» PROBLEM TO SOLVE
Could you render all of the material below as a Markdown table with two columns, Row and Line, giving each non-blank line a row number and leaving blank lines out?

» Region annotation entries
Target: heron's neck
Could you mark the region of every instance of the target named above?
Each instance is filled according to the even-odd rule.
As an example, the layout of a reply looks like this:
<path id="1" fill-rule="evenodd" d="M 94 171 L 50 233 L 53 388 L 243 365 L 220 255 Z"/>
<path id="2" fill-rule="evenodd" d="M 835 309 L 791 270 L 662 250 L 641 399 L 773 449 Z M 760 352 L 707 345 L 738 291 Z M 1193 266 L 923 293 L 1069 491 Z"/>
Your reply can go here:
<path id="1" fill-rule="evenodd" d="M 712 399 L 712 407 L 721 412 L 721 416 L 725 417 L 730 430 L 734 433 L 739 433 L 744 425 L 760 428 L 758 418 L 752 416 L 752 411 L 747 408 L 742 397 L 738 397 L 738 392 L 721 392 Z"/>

» FINISHED ANSWER
| Row | Line |
|---|---|
| 1 | Target: heron's neck |
| 2 | Could you mark the region of every instance of the target named above? |
| 3 | Each instance is filled according to the even-odd rule. |
| 4 | As an example, the layout of a reply looks like this: |
| 5 | <path id="1" fill-rule="evenodd" d="M 94 171 L 50 233 L 53 388 L 243 365 L 220 255 Z"/> |
| 6 | <path id="2" fill-rule="evenodd" d="M 835 309 L 791 270 L 662 250 L 641 399 L 773 449 Z M 760 352 L 707 345 L 738 291 Z M 1193 266 L 923 293 L 1069 491 Z"/> |
| 7 | Your reply can go here: |
| 8 | <path id="1" fill-rule="evenodd" d="M 712 399 L 712 407 L 721 412 L 721 416 L 725 417 L 730 430 L 734 433 L 739 433 L 744 425 L 760 428 L 758 418 L 752 416 L 752 411 L 747 408 L 742 397 L 738 397 L 738 392 L 721 392 Z"/> |